DATA ROWS:
BEGIN

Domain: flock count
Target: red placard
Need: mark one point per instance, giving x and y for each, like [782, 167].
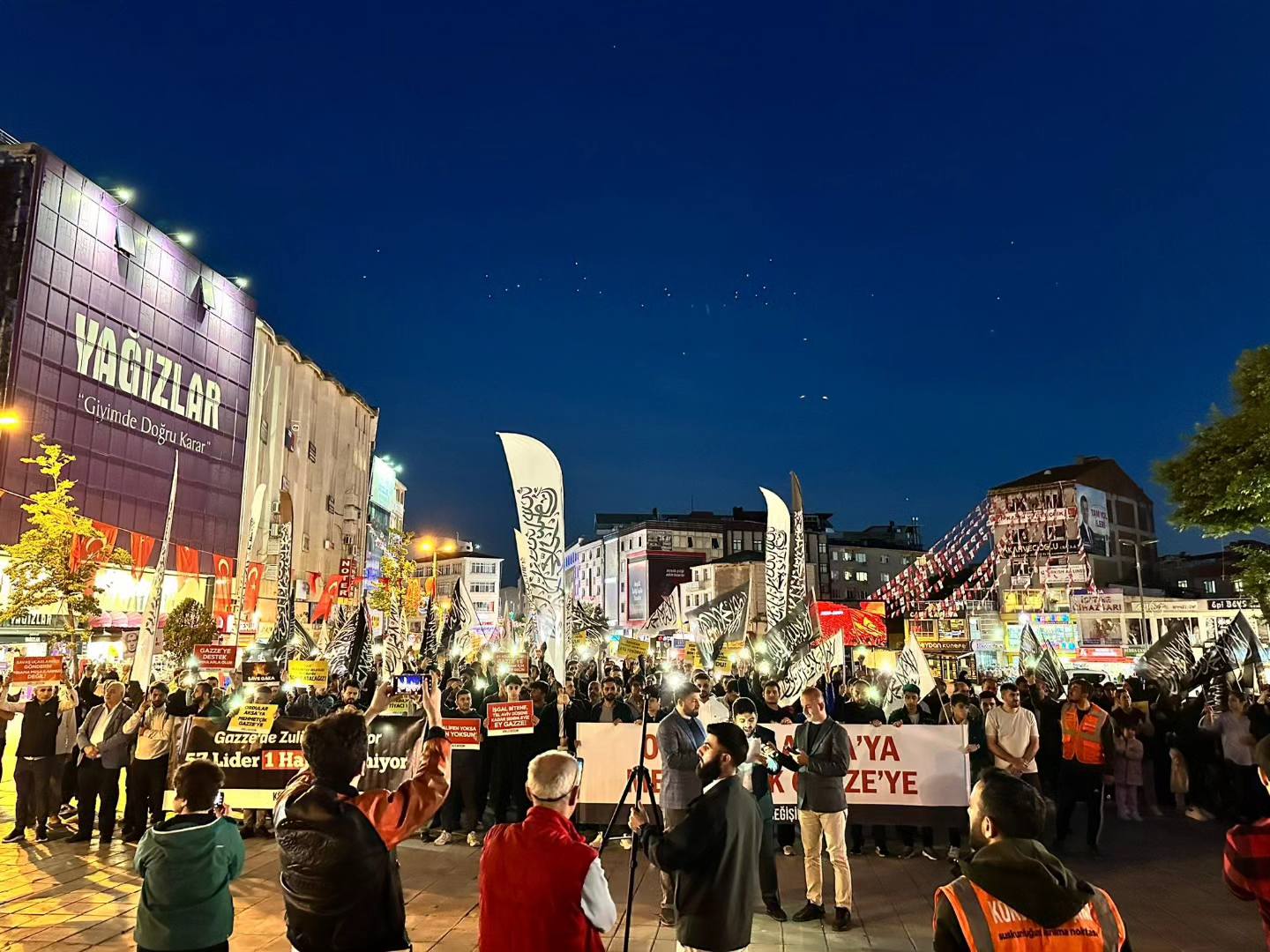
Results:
[216, 658]
[507, 718]
[38, 671]
[464, 733]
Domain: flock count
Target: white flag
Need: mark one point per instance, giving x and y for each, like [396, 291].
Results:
[776, 559]
[143, 660]
[911, 668]
[539, 489]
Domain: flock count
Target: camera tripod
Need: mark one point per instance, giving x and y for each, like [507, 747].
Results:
[639, 781]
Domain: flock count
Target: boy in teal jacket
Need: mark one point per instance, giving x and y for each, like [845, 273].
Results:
[187, 863]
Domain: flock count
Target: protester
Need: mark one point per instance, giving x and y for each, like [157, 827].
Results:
[571, 908]
[712, 850]
[1087, 752]
[187, 863]
[1246, 863]
[48, 721]
[820, 758]
[104, 752]
[680, 738]
[756, 775]
[340, 879]
[1012, 894]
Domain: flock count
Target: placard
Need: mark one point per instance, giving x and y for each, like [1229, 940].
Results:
[311, 674]
[504, 718]
[216, 658]
[260, 673]
[254, 718]
[38, 671]
[464, 733]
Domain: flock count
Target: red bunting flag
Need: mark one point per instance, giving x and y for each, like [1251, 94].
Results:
[143, 547]
[187, 560]
[328, 598]
[254, 574]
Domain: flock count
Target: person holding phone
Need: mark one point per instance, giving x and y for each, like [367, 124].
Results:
[187, 863]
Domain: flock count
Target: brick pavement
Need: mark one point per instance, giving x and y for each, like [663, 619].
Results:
[1165, 876]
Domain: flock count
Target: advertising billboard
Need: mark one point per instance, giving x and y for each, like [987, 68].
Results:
[126, 349]
[1091, 519]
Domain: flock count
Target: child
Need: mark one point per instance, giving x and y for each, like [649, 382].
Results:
[1128, 773]
[187, 863]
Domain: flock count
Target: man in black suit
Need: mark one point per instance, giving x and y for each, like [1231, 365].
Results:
[820, 758]
[712, 850]
[755, 777]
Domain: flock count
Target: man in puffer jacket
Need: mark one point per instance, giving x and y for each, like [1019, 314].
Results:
[187, 863]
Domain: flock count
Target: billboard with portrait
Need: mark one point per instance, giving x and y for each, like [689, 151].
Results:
[1093, 525]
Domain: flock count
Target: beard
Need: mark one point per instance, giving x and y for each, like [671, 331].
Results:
[707, 772]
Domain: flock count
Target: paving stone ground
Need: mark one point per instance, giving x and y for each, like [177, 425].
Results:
[1165, 874]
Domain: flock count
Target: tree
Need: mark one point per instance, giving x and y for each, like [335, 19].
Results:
[188, 623]
[1220, 484]
[41, 569]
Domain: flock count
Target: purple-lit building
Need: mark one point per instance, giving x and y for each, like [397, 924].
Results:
[122, 346]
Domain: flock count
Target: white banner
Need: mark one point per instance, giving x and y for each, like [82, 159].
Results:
[539, 489]
[776, 557]
[911, 766]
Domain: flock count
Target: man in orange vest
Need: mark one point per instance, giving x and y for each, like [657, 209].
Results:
[1013, 894]
[1088, 747]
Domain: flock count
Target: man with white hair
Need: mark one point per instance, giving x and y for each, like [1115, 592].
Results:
[564, 903]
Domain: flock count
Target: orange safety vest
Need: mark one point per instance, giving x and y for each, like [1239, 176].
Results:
[989, 925]
[1082, 736]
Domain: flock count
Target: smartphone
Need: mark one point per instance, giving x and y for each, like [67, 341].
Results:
[407, 684]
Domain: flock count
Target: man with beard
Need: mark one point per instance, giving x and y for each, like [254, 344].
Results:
[712, 851]
[755, 777]
[1013, 893]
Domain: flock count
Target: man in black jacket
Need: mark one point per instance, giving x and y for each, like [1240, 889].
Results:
[712, 850]
[820, 758]
[1013, 888]
[756, 776]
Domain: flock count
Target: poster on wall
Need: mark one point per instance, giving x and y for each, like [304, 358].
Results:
[1091, 519]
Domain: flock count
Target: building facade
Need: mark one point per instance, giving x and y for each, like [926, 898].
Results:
[311, 438]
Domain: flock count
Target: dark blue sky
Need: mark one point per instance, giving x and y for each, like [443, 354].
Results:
[995, 239]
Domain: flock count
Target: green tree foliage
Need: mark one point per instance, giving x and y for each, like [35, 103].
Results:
[188, 623]
[40, 562]
[1221, 481]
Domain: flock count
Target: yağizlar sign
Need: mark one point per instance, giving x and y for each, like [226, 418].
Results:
[140, 371]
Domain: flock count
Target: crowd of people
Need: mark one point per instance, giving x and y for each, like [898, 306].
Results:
[1033, 759]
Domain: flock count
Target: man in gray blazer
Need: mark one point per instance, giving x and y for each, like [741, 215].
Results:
[822, 758]
[680, 736]
[104, 750]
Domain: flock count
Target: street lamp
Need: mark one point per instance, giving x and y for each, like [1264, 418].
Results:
[1142, 599]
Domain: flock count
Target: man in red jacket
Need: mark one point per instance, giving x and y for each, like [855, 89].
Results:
[542, 886]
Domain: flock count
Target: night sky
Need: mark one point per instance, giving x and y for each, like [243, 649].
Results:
[908, 251]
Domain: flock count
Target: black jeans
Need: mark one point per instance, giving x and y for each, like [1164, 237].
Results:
[1076, 785]
[34, 779]
[146, 782]
[95, 781]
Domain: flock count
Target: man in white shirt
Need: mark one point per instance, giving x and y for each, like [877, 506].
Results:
[1013, 738]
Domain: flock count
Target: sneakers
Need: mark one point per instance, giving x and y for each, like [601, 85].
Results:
[808, 913]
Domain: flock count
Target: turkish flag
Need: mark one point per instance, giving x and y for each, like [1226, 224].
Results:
[143, 547]
[187, 560]
[328, 598]
[224, 589]
[254, 574]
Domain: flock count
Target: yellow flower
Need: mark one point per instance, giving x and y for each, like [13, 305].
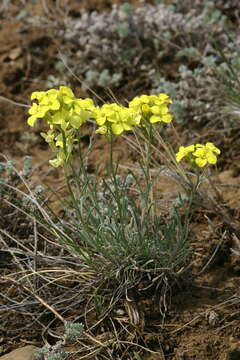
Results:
[206, 154]
[184, 151]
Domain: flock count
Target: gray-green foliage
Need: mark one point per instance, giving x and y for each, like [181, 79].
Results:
[140, 45]
[116, 228]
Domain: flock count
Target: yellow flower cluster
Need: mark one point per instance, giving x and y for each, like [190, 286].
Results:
[65, 114]
[199, 154]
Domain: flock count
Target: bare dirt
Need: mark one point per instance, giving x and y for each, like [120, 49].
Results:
[204, 319]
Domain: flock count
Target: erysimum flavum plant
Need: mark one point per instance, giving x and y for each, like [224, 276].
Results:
[115, 227]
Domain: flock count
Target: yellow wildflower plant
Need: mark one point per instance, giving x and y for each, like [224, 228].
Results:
[198, 154]
[153, 108]
[184, 151]
[65, 114]
[60, 107]
[206, 154]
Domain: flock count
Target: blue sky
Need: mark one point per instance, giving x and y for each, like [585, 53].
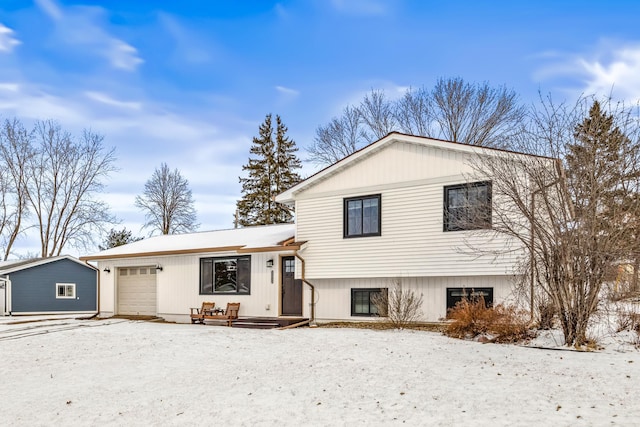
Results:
[188, 82]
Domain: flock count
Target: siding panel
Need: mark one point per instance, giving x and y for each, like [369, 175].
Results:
[411, 180]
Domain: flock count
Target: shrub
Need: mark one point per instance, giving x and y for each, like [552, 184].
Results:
[472, 318]
[547, 313]
[401, 306]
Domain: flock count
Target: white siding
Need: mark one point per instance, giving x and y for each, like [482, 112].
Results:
[334, 295]
[178, 285]
[411, 180]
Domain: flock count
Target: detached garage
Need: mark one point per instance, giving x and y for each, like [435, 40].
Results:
[55, 285]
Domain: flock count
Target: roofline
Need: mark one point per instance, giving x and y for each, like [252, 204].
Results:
[238, 249]
[391, 136]
[42, 261]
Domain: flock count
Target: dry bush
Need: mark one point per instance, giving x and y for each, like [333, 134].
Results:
[401, 306]
[628, 320]
[472, 318]
[547, 314]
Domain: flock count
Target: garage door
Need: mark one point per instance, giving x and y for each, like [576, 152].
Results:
[137, 291]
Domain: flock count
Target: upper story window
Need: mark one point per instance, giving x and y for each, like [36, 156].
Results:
[362, 216]
[229, 275]
[467, 206]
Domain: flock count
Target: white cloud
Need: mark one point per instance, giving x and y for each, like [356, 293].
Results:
[360, 7]
[7, 40]
[83, 26]
[189, 45]
[123, 55]
[108, 100]
[611, 70]
[620, 75]
[9, 87]
[210, 154]
[50, 8]
[287, 91]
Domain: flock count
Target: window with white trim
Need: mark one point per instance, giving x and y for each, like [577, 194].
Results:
[65, 290]
[362, 216]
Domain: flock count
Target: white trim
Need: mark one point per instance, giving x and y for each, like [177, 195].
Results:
[66, 288]
[35, 313]
[23, 266]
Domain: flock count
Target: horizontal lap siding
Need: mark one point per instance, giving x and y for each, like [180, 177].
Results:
[34, 289]
[334, 295]
[411, 182]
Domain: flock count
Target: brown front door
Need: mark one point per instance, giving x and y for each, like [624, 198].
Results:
[291, 288]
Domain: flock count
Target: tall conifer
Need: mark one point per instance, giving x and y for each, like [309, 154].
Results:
[270, 170]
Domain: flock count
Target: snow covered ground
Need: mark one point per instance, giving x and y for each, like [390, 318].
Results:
[122, 372]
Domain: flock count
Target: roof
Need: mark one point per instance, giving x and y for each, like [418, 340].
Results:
[12, 266]
[249, 239]
[289, 195]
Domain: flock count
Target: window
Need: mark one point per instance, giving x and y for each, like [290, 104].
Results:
[362, 302]
[467, 206]
[65, 290]
[362, 216]
[455, 295]
[230, 275]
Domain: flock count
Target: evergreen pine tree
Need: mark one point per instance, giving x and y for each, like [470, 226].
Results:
[270, 170]
[287, 163]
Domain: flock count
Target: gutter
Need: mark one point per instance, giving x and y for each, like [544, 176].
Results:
[312, 320]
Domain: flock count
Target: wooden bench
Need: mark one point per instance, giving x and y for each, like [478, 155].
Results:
[198, 315]
[229, 315]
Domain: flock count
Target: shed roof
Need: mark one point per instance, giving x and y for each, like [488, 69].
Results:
[11, 266]
[249, 239]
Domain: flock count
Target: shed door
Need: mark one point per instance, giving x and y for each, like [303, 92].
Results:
[137, 291]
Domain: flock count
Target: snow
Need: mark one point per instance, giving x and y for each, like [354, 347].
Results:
[245, 238]
[122, 372]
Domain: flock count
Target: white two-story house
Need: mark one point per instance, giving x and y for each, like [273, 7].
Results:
[405, 209]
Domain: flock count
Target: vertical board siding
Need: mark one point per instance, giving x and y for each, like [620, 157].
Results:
[334, 295]
[33, 289]
[178, 285]
[412, 240]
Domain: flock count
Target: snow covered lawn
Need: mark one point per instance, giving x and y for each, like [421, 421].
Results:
[121, 372]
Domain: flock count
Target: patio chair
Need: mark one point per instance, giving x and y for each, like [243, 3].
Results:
[197, 314]
[229, 315]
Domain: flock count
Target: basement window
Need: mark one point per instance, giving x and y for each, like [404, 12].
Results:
[363, 301]
[65, 290]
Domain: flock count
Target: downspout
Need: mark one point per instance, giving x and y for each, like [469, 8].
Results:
[97, 290]
[313, 289]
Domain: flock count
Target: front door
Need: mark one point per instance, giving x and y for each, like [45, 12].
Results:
[291, 288]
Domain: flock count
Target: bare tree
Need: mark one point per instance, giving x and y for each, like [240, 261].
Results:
[475, 114]
[378, 114]
[167, 202]
[16, 152]
[64, 176]
[572, 211]
[414, 112]
[117, 238]
[340, 137]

END

WHAT THE TASK REQUIRES: Count the lines in the records above that contain the string "snow", with case taken into account, and reply with only that number.

RESULT: 3